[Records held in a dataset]
┄┄┄┄┄┄┄┄┄┄┄┄┄┄┄┄┄┄┄┄

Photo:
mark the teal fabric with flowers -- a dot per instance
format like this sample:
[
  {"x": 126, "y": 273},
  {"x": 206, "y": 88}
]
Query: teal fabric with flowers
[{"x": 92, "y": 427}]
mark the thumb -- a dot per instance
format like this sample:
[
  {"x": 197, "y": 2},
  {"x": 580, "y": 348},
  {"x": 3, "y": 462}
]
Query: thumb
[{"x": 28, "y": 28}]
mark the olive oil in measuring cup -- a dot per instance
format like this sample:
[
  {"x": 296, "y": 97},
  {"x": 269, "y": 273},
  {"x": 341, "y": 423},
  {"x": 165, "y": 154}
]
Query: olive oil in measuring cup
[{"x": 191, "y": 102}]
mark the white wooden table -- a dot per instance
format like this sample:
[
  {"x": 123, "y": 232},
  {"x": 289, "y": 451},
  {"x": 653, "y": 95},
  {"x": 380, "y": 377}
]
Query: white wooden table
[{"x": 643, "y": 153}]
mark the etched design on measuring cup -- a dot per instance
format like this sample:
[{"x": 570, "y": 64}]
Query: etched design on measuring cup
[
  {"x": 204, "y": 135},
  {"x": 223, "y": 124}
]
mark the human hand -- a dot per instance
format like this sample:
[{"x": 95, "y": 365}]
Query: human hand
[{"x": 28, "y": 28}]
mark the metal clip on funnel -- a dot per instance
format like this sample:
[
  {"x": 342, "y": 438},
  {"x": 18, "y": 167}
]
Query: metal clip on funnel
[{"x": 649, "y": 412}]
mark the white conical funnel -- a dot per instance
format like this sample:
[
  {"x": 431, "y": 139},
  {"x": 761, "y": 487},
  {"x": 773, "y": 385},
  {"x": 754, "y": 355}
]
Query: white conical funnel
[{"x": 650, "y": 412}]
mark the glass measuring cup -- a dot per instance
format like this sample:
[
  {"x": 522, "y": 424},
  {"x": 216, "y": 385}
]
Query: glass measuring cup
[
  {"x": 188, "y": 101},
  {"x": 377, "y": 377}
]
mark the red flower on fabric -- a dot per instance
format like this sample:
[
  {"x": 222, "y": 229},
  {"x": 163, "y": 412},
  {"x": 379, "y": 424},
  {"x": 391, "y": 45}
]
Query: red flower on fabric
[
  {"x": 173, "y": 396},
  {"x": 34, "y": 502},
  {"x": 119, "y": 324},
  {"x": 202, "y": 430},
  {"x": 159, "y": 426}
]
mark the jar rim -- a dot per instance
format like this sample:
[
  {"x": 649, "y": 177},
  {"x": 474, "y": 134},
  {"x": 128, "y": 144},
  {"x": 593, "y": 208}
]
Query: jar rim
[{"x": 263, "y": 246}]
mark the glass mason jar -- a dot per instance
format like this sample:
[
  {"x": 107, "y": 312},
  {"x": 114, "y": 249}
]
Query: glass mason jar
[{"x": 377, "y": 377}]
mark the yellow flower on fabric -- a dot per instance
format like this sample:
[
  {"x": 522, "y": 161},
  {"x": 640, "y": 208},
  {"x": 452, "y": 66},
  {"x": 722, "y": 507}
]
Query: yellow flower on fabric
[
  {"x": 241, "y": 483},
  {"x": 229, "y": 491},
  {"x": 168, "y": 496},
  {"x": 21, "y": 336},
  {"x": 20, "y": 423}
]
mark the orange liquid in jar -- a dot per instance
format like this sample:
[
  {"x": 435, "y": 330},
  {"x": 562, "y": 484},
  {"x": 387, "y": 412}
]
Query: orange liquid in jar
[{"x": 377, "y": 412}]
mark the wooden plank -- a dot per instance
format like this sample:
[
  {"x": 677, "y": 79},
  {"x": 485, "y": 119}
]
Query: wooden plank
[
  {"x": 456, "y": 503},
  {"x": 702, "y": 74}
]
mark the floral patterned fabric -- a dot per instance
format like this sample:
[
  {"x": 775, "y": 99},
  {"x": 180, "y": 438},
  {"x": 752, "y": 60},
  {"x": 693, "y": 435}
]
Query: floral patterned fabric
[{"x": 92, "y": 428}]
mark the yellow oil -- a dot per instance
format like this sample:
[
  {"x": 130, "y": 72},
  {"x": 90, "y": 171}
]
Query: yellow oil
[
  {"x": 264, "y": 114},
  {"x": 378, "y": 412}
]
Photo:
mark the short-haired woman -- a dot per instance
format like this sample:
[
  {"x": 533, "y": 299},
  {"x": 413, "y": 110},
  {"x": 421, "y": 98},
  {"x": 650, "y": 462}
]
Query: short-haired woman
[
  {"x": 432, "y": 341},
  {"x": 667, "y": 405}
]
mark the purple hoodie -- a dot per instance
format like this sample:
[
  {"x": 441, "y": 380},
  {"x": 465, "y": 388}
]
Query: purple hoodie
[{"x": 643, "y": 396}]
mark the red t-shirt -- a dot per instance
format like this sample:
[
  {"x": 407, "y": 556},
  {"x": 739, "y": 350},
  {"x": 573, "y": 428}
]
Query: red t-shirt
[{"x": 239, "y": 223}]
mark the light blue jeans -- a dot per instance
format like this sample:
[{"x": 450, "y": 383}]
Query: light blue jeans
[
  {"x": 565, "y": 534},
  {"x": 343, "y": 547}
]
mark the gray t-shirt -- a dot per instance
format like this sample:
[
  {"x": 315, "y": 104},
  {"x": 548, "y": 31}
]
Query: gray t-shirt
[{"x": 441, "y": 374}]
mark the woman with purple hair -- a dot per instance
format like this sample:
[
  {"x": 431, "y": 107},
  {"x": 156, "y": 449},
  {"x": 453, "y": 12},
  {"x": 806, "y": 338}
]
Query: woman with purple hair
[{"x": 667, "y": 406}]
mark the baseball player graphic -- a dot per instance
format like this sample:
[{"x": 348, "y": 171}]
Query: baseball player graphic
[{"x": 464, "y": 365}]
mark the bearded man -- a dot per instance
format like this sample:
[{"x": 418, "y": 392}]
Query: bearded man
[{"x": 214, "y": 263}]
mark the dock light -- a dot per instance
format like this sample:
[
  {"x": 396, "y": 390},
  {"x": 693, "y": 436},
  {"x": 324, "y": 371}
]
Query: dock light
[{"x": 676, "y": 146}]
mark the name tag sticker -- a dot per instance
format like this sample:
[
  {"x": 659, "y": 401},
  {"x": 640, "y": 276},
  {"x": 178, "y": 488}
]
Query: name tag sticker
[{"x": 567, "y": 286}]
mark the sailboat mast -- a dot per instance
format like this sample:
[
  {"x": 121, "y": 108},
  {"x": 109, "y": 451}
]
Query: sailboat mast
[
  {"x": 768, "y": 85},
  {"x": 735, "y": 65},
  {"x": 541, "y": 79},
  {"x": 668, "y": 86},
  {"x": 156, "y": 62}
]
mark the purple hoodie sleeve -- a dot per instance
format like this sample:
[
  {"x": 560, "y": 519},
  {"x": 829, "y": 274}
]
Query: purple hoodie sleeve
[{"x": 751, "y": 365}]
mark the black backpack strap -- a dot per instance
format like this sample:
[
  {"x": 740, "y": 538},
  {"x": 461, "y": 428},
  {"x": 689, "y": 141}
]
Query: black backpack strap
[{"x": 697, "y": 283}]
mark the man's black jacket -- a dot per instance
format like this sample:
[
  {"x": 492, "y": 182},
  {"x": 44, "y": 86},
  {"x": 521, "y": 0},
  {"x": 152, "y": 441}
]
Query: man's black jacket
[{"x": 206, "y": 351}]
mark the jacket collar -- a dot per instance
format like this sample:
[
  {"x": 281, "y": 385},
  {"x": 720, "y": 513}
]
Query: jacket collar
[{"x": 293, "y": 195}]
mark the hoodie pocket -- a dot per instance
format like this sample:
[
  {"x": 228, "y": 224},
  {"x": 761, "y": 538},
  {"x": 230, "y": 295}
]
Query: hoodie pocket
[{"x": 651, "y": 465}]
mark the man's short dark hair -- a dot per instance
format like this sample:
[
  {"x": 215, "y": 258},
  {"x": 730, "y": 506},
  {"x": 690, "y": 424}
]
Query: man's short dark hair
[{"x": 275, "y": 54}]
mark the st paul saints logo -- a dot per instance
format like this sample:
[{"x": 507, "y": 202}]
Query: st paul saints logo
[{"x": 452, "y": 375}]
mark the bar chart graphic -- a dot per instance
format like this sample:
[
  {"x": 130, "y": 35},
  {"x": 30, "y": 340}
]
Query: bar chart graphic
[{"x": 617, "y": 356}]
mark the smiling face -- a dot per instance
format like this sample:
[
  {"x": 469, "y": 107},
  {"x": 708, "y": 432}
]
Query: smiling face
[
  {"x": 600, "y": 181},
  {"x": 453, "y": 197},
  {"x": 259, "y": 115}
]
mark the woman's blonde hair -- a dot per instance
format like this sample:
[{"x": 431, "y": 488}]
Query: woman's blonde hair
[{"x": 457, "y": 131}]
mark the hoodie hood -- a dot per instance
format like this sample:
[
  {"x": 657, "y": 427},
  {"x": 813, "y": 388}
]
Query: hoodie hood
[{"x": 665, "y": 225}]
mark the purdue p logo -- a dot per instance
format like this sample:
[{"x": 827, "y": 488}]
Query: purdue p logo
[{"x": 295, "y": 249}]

┄┄┄┄┄┄┄┄┄┄┄┄┄┄┄┄┄┄┄┄

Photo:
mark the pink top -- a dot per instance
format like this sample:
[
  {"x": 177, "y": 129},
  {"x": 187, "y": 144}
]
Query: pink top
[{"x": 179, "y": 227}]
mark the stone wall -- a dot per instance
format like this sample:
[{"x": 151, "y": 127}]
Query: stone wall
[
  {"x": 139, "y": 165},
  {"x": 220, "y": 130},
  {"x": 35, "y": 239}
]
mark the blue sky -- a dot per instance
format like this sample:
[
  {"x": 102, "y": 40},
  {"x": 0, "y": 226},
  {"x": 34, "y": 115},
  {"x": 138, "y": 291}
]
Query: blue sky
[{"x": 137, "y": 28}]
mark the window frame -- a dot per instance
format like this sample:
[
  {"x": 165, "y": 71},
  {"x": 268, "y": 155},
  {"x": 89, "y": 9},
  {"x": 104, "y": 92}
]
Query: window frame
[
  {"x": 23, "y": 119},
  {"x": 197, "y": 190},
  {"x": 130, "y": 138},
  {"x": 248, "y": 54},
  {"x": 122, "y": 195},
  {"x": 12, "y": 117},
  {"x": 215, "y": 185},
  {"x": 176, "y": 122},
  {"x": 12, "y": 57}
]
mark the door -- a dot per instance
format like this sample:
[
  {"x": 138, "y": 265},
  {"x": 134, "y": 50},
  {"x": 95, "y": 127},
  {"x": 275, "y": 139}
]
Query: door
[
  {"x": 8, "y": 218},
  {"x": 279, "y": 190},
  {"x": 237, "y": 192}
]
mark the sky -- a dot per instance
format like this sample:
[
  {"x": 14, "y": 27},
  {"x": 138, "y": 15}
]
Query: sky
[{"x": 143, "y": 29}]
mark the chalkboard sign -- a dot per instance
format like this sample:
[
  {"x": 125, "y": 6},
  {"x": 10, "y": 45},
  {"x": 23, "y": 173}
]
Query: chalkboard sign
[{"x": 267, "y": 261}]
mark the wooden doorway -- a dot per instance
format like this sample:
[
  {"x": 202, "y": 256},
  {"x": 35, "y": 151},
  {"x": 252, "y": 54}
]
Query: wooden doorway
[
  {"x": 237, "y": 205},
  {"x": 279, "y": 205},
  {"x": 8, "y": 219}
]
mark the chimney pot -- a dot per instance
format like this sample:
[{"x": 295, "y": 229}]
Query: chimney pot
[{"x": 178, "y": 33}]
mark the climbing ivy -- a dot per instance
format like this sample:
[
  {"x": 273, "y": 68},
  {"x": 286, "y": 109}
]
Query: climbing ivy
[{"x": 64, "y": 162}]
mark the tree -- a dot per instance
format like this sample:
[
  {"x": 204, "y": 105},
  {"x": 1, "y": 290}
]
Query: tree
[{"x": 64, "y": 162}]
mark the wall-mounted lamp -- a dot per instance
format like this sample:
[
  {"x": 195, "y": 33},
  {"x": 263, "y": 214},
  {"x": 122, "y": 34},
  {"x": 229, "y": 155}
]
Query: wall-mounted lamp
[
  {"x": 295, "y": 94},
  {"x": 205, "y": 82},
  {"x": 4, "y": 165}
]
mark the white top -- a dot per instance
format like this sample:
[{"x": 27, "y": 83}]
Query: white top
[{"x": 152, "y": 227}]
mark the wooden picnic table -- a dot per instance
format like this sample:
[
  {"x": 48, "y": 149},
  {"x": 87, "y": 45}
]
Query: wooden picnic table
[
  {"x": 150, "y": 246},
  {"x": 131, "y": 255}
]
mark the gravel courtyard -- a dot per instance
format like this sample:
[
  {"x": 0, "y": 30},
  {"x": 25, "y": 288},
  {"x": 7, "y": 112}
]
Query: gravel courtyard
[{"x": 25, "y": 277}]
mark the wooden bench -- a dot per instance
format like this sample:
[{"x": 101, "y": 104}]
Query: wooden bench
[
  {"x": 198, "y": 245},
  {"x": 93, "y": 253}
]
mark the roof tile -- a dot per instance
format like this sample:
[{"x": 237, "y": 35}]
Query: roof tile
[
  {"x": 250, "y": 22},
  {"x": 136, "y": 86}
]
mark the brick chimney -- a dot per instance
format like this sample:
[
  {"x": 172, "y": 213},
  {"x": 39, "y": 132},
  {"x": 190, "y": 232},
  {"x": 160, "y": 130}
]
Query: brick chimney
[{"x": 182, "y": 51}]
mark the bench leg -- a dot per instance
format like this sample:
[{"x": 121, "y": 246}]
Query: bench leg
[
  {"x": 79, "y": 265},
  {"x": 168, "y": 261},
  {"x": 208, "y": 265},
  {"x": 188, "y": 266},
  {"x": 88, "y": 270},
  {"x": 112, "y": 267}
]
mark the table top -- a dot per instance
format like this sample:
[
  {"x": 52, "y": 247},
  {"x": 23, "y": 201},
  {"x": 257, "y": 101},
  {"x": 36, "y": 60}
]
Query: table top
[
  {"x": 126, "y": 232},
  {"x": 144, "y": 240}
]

┄┄┄┄┄┄┄┄┄┄┄┄┄┄┄┄┄┄┄┄

**Exercise directions**:
Please list every line of the rows above that contains the word "face". Copy each of those lines in full.

**The solution**:
mark the smiling face -- a dot per instance
Query: smiling face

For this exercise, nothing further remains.